* START *

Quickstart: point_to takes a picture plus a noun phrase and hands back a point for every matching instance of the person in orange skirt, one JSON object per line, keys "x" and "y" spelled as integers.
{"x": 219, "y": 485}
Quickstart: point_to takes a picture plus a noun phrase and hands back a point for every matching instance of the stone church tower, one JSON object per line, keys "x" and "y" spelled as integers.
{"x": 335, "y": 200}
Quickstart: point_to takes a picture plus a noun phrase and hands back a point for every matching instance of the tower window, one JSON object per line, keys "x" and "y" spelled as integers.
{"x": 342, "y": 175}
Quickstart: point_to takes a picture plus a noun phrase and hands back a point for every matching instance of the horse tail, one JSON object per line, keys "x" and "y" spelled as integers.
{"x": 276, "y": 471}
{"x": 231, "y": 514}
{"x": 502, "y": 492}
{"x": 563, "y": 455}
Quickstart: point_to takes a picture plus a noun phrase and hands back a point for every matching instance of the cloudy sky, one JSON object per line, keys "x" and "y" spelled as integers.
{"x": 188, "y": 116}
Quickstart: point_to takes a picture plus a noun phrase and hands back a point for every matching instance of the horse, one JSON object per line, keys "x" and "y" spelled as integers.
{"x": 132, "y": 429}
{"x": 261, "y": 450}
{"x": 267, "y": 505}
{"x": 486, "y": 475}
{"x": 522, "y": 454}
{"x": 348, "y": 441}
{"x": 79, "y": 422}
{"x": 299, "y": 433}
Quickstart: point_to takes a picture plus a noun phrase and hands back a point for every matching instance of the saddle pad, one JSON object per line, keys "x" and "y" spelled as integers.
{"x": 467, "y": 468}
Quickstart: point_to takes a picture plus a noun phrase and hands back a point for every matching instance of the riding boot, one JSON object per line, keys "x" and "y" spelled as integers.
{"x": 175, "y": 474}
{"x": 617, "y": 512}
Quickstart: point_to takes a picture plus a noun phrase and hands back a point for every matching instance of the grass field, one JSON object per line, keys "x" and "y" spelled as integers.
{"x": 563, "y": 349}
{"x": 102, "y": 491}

* END *

• [Given task] Reproduce the material above line for line, with no changes and nothing left out.

• [Task output]
Quickstart: point_to takes a picture plus a noun phrase and hands back a point for every matching instance of the person in orange skirt, one JSON object per line, keys "x" and "y" spelled as integers.
{"x": 219, "y": 485}
Quickstart: point_to takes a picture plus a noun phrase and hands back a point for every matching instance of the stone church tower, one JSON object per line, keys "x" and "y" spelled as integers.
{"x": 335, "y": 200}
Quickstart: point_to takes a picture plus a noun phrase and hands back a point for every matching instance of the tower window, one JSON object per line, keys "x" and "y" spelled as integers.
{"x": 342, "y": 175}
Quickstart: point_to takes a picture plus a noun phrase and hands back a point for every matching instance of the horse tail, one JSON object per line, keys "x" and "y" spelled as integers.
{"x": 276, "y": 471}
{"x": 231, "y": 514}
{"x": 502, "y": 492}
{"x": 563, "y": 455}
Quickstart: point_to takes a picture plus a noun phrase and hands back a point for every matching instance of the cloudy sky, one JSON object per line, keys "x" and "y" spelled as integers.
{"x": 188, "y": 116}
Quickstart: point_to takes a picture plus a noun phrase and hands back a point for every matching instance of the horse, one JSON object per line, keys "x" and "y" spelled as integers.
{"x": 132, "y": 429}
{"x": 261, "y": 450}
{"x": 267, "y": 505}
{"x": 486, "y": 475}
{"x": 522, "y": 454}
{"x": 348, "y": 441}
{"x": 79, "y": 422}
{"x": 299, "y": 433}
Quickstart: point_to takes a picture plus a noun phrase and hands back a point for every matching instance of the saddle pad, one JSON object per line, keys "x" and "y" spelled as integers.
{"x": 467, "y": 468}
Quickstart: point_to takes a picture plus a noun phrase and hands back a point for every matching instance of the riding boot, one JSON object per line, keys "x" and "y" spelled as integers.
{"x": 175, "y": 474}
{"x": 617, "y": 512}
Quickstart: point_to takes a picture plus a noun phrase and hands back a point for every matching instance of the grass field, one JSON object per line, keys "x" and "y" spelled as integers.
{"x": 563, "y": 349}
{"x": 102, "y": 491}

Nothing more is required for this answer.